EXERCISE DETAILS:
Return, from the data that follows, each line that holds the word "corner".

ENTRIES PROVIDED:
================

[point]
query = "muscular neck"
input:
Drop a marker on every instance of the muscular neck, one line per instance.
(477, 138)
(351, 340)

================

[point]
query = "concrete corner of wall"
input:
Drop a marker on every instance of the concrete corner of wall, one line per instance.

================

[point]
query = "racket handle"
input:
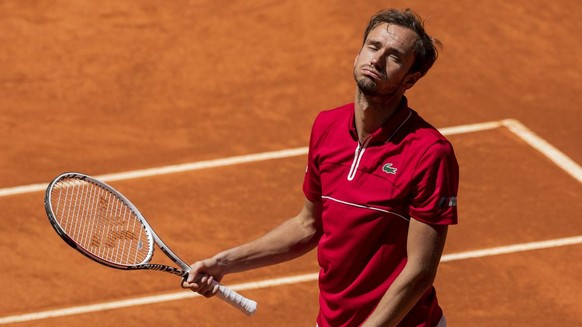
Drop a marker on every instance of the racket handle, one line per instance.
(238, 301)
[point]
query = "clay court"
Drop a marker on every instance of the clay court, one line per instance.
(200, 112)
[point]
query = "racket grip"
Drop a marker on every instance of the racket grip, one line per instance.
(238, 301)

================

SOLUTION:
query = "concrete corner of wall"
Drop a marker on every instance of the concrete corner of wall, one line per instance.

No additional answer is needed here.